**CONSIGNE**:
Prolongez le texte sur le mariage dans la société traditionnelle en reprenant juste après sa dernière phrase.

Mariage et FAmille dans la société traditionnelle

MARIAGE / Déroulement                                                    

Ceci est ‚évidemment, un schéma très général. Il y a lieu de tenir compte aussi des autres fiches "Mariage", en particulier celles qui concernent l'endo- et l'exogamie(*), la CM(*) (Compensation matrimoniale), l'asymétrie(*) et l'inceste(*).

 

1. Choix.

 

En principe, le choix du conjoint est laissé aux intéressés, pour peu qu'il respecte les règles claniques d'endogamie et d'exogamie (*). La parenté d'un(e) jeune nubile n'interviendra que si le temps passe sans qu'il (ou elle) manifeste de préférence personnelle. De manière assez analogues à nos "bals du samedi soir" destinés entre autres à favoriser les rencontres, les jeunes gens des deux sexes participent à divers événements sociaux (danses, joutes sportives, etc…) qui leur permettent de "se montrer". Les grands rassemblements familiaux y jouent aussi un rôle : on constate avec humour qu’après un deuil, on se revoit souvent pour des mariages… Il peut y avoir des signes conventionnels qui équivalent à "laisser tomber le mouchoir".

**DONNÉES AFFICHÉES**:
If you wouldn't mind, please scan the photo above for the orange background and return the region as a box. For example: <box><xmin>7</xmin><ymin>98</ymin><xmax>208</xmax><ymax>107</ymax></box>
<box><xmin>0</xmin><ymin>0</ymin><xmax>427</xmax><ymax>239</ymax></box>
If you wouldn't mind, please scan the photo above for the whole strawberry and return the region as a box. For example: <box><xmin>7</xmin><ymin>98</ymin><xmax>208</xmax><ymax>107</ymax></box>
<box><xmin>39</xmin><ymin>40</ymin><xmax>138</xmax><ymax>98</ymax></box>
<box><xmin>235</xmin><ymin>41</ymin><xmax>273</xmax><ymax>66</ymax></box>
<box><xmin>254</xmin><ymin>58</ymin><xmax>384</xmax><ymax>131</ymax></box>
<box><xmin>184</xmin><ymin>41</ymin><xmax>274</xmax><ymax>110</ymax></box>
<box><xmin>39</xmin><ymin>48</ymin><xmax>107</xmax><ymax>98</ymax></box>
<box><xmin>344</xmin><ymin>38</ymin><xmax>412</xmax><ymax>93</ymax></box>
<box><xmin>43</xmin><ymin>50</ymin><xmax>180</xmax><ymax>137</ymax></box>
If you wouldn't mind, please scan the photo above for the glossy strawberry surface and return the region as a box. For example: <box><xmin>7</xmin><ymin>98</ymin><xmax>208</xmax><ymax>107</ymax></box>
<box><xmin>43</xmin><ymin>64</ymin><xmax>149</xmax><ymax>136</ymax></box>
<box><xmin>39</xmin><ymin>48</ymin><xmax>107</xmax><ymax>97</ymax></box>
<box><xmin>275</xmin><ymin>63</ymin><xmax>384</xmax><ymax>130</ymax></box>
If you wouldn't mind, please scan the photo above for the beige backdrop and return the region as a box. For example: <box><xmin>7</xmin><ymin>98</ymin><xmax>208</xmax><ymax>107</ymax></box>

**RÉPONSE**:
 

2. Approches et négociations.

 

Assez couramment, la première démarche consiste, pour le prétendant, à remettre un présent à la jeune fille en lui demandant de le remettre à sa famille. Le cadeau était souvent choisi de manière à mettre en avant les qualités du prétendant. Par exemple, chez un peuple où les hommes ont pour principale fonction la chasse, une belle pièce de gibier, réputée difficile à tuer ou constituer un mets délicat. Il n'est pas rare que la décence impose à la jeune fille de refuser au moins une fois ou deux. En effet, même follement éprise, elle est censée offrir une certaine résistance par attachement pour son clan d'origine. (Souvenir rituel d'un rapt ancien présenté comme l'origine du mariage).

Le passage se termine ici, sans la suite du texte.